> [Exercise passage]:
+--

What You Should Know About Scarring Alopecia
Scarring alopecia is a family of hair loss conditions experienced by about 7% of the population. While there are a variety of conditions that fall under this umbrella, the common characteristic of scarring alopecias is the permanent destruction of the hair follicles.
What causes scarring alopecias, how are they treated, and can the hair loss be reversed? Read on to better understand this form of hair loss, including expert insights on diagnosis and treatment—plus, find out what you need to do to ensure you're supporting holistic hair health and wellness.
What Is Scarring Alopecia?
Cicatricial (or scarring) alopecia is a family of inflammatory hair loss conditions that may present or progress in a wide variety of ways. Scarring alopecia conditions share one characteristic in common: permanent damage to hair follicles and the development of scar tissue around them.
“[In cicatricial alopecia], the underlying tissue gets destroyed or scarred and replaced by fibrous tissue, preventing any regrowth of your lost locks,” explained Beth Hawkes, board-certified registered nurse, speaker and author at NurseCode.com.
The scarring that occurs with cicatricial alopecia does not look like a typical scar, since the damage occurs under the surface of the skin. Instead, after the scarring has occurred, the skin surface might look smooth or shiny, with no visible pores.
Certified trichologist Jules Annen, PhD explained that there are different classifications of cicatricial alopecia, depending on the underlying causes: primary and secondary. Both primary cicatricial alopecia and secondary cicatricial alopecia involve inflammatory disorders that damage hair follicles resulting in permanent hair loss, but there are differences in classification.
- Primary cicatricial alopecia (primary scarring alopecia) refers to hair loss as the disease itself. In types of primary cicatricial alopecia, the hair follicle is destroyed. Permanent scar tissue forms around the hair follicle, and hair loss is permanent. Most forms of primary scarring alopecia present during early adult life.

+--

> [Information]:
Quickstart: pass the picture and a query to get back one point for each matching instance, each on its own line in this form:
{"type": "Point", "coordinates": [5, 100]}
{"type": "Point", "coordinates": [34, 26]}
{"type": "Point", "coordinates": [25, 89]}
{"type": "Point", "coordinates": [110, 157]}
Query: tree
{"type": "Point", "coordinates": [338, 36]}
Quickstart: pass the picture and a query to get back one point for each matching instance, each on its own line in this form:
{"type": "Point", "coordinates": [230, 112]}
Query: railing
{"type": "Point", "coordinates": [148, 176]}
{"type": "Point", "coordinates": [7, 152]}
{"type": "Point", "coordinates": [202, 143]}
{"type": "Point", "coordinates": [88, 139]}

+--

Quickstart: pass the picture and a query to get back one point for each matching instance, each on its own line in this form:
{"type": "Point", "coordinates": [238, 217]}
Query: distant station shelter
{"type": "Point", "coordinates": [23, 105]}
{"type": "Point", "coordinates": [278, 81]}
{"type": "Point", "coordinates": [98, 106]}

+--

> [Assignment A]: Print the passage of the scarring alopecia article between "Cicatricial (or scarring)" and "tissue around them.", inclusive.
> [Assignment B]: List every role or title the scarring alopecia article gives for Beth Hawkes.

> [Exercise result A]:
Cicatricial (or scarring) alopecia is a family of inflammatory hair loss conditions that may present or progress in a wide variety of ways. Scarring alopecia conditions share one characteristic in common: permanent damage to hair follicles and the development of scar tissue around them.

> [Exercise result B]:
- board-certified registered nurse
- speaker
- author at NurseCode.com